(GOAL OF THE EXERCISE)
Make an exact copy of the data below, leaving out every picture.

(Stored items from a collection)
__________________________________________________

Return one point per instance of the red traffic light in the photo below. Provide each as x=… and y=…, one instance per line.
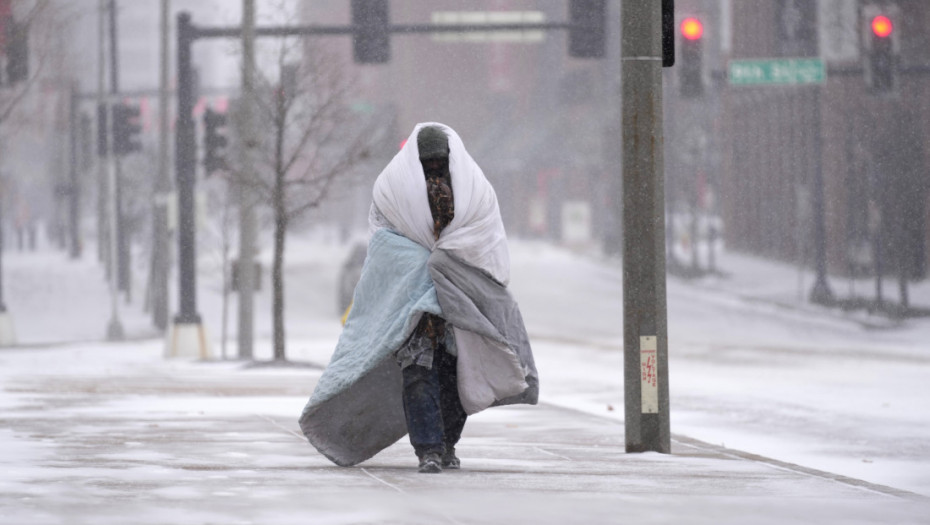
x=882, y=26
x=692, y=28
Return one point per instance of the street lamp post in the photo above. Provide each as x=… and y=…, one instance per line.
x=645, y=331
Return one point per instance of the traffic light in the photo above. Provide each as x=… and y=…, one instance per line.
x=691, y=66
x=214, y=142
x=372, y=39
x=17, y=52
x=587, y=32
x=126, y=129
x=880, y=40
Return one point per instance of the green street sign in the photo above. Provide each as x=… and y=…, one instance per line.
x=777, y=71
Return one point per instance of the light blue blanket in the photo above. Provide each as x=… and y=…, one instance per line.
x=357, y=409
x=362, y=382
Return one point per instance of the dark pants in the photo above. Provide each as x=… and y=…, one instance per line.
x=435, y=417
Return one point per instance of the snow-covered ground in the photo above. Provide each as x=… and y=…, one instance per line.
x=753, y=368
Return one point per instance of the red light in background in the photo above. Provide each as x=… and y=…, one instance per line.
x=882, y=26
x=692, y=28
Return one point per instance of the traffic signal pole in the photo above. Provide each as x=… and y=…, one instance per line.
x=115, y=326
x=645, y=331
x=247, y=221
x=187, y=338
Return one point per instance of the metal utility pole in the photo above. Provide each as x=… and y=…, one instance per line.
x=187, y=338
x=115, y=327
x=74, y=189
x=645, y=331
x=123, y=239
x=161, y=247
x=247, y=220
x=821, y=292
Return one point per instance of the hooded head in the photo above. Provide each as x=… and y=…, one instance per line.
x=433, y=147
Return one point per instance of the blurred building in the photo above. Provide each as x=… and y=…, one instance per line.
x=759, y=148
x=539, y=122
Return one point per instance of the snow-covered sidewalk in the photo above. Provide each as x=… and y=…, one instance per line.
x=823, y=418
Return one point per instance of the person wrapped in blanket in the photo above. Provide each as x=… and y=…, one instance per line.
x=435, y=417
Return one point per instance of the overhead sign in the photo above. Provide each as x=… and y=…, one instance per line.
x=777, y=71
x=490, y=18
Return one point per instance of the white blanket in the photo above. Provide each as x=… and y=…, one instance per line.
x=476, y=234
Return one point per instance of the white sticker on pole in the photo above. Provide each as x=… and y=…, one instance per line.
x=648, y=356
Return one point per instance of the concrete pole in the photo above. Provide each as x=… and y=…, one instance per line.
x=161, y=253
x=247, y=220
x=115, y=327
x=645, y=331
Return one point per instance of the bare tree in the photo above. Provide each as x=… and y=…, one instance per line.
x=45, y=27
x=313, y=142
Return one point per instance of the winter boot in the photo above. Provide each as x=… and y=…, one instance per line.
x=450, y=460
x=430, y=463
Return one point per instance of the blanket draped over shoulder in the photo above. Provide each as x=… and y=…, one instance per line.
x=356, y=409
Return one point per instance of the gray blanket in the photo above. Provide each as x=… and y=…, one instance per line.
x=356, y=409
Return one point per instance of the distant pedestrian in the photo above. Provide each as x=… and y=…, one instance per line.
x=433, y=334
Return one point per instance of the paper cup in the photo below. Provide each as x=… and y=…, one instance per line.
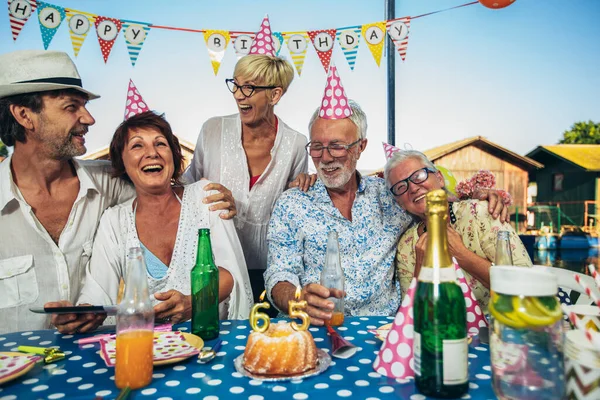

__________________________________________________

(OUTPUT OF THE EXERCISE)
Return one point per instance of the red traffic light in the photo below. Provide each as x=… and y=…, one instance per line.
x=882, y=26
x=692, y=28
Return one point per instance of the street lamp post in the photo above. Provide each as x=… and y=…, one instance per line.
x=645, y=331
Return one point per instance of the traffic light in the photo above. Provide each as x=… and y=…, one instance per line.
x=691, y=66
x=214, y=142
x=372, y=39
x=17, y=52
x=587, y=32
x=126, y=129
x=880, y=40
Return one point per instance of the green street sign in the photo above. Provide each as x=… and y=…, one instance per line.
x=777, y=71
Return one point per instance of the light blue blanket in the photo above. Provide each as x=… and y=…, one instance per line.
x=357, y=409
x=362, y=382
Return one point per instance of the dark pants in the photo above. Provide each as x=… and y=…, one instance per line.
x=435, y=417
Return one point per instance of the snow-covered ground in the photo above. Provide each as x=… and y=…, one instance per line.
x=753, y=368
Return one point per instance of the red light in background in the photo above. Provide each as x=… and y=…, one instance per line.
x=882, y=26
x=692, y=28
Return one point per instance of the traffic signal pole in the photo above. Provide each as x=… and y=…, one instance per line.
x=115, y=326
x=645, y=331
x=247, y=221
x=187, y=338
Return one point per instance of the metal utility pole in the photo above. Provide each as x=… and y=…, one instance per line.
x=187, y=338
x=115, y=327
x=74, y=189
x=645, y=331
x=123, y=239
x=161, y=247
x=247, y=220
x=821, y=292
Return one point per instance of the hooded head in the photo above. Provide each as x=… and y=…, one instance per line.
x=433, y=147
Return one point per instance of the blurred building in the photo above. Provide each as x=… and y=…, one instance per line.
x=759, y=148
x=539, y=122
Return one point per instance of the snow-covered sidewalk in the photo above. Provide each as x=… and y=…, one instance per line.
x=823, y=418
Return one point per instance of the person wrapped in blanket in the photo above. Provide each as x=… and y=…, one instance per line.
x=435, y=417
Return one point per instance of the overhead sign in the photo above. Provide each as x=… and y=…, one instance per line.
x=777, y=71
x=490, y=18
Return one point per instance of the white blanket in the photo above. Provide each as x=… and y=…, one instance per line.
x=476, y=234
Return one point per instance of the white sticker on pole in the photo above. Provide each as x=… and y=…, one instance per line.
x=648, y=356
Return one point per instance of the concrete pole in the photo above. Provide each as x=… and y=…, one instance per line.
x=161, y=253
x=247, y=220
x=115, y=327
x=645, y=331
Return one point per instance of the bare tree in the photo above. Provide each as x=… and y=…, one instance per line.
x=45, y=27
x=313, y=142
Return one point per instance of the winter boot in the photo above. Provide each as x=… and y=…, one instance per line.
x=450, y=460
x=430, y=463
Return one point per instance of the blanket draped over shoulder in the photo above. Provide each as x=… and y=…, one instance per line.
x=356, y=409
Return one point per instance of the gray blanket in the photo above. Provide each as x=… and y=…, one instance per line.
x=356, y=409
Return one point per instance of the distant pedestrian in the photo above. Provide each as x=… and y=…, one instance per line.
x=433, y=334
Return one point per instance of the paper cup in the photo below. Provide each as x=… and y=…, one instance per line.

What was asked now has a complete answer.